**WHAT TO WORK ON**: Pick out each line below containing the word "white" and copy those lines.

Dataset excerpts on object pointing
--- Start ---

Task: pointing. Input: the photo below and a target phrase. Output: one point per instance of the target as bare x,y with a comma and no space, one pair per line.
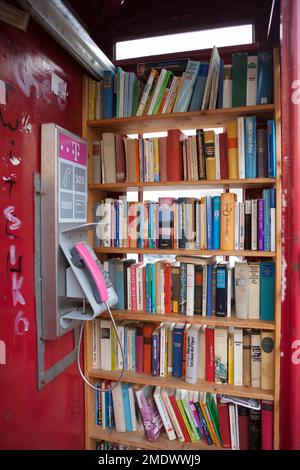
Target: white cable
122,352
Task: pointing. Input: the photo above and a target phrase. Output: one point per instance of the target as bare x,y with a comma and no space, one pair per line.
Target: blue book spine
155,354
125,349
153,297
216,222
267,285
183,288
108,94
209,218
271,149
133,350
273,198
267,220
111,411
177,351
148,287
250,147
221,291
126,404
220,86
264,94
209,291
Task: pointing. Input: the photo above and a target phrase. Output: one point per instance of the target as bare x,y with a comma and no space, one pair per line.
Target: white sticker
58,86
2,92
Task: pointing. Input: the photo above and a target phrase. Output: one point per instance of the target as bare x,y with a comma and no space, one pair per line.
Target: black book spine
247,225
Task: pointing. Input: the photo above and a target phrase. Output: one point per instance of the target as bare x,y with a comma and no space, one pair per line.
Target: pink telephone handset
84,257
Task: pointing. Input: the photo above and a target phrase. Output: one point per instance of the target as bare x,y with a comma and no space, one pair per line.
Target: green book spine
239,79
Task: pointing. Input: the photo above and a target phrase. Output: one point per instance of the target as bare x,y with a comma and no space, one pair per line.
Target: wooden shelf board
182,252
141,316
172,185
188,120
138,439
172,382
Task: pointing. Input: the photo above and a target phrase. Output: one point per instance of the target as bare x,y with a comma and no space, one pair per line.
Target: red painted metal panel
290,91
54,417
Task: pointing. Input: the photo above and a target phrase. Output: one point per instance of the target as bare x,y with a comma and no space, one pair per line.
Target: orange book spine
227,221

--- End ---
--- Start ---

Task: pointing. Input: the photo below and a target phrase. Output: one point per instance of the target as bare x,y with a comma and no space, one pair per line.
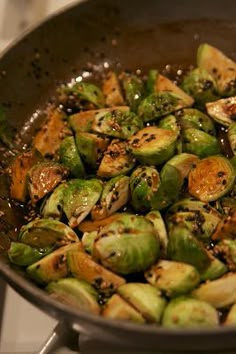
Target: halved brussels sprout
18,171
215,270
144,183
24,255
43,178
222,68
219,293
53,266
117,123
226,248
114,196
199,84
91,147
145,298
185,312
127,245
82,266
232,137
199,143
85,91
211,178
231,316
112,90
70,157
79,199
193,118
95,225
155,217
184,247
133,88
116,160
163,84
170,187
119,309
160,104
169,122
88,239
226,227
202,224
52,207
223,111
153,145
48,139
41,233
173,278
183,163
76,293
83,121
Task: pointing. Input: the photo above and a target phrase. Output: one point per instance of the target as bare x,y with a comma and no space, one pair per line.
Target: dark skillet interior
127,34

--- End ---
--- Start ---

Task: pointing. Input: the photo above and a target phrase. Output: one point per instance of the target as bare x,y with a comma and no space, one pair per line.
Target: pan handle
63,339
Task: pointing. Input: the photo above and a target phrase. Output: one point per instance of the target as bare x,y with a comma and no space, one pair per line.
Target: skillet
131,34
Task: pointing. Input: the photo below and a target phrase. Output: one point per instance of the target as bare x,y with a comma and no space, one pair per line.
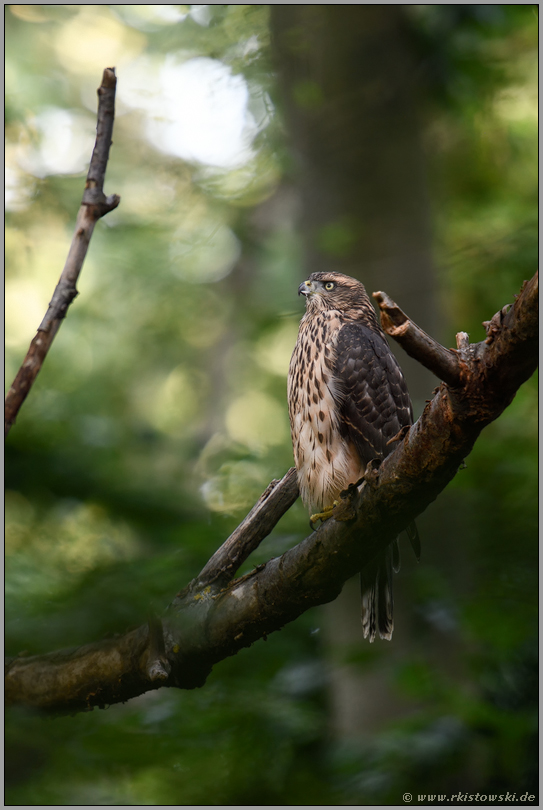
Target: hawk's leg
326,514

--- End ---

**RIGHT ANSWER**:
Target: white cable
Target: white sticker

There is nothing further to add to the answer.